### Aim of the exercise
Every line that holds the word "provide" needs to be copied from the data below.
*** Begin section ***
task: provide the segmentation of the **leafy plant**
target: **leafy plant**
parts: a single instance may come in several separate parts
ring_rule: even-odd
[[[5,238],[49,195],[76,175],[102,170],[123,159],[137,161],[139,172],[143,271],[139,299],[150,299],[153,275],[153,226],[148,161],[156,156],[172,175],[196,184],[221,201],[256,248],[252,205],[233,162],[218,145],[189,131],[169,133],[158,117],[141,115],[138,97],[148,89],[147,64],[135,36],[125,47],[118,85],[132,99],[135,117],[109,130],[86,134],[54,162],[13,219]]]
*** End section ***
*** Begin section ***
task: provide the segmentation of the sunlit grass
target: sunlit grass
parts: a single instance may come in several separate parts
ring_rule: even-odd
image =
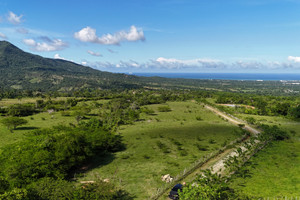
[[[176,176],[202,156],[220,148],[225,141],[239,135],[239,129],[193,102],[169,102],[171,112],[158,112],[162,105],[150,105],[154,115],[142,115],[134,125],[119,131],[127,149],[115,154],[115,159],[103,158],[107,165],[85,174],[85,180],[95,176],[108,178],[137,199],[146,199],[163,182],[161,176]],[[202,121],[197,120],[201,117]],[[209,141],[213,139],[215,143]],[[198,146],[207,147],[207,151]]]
*** End section ***
### Exercise output
task: provide the segmentation of the **leafy plant**
task: provide the segmentation of the sunlit grass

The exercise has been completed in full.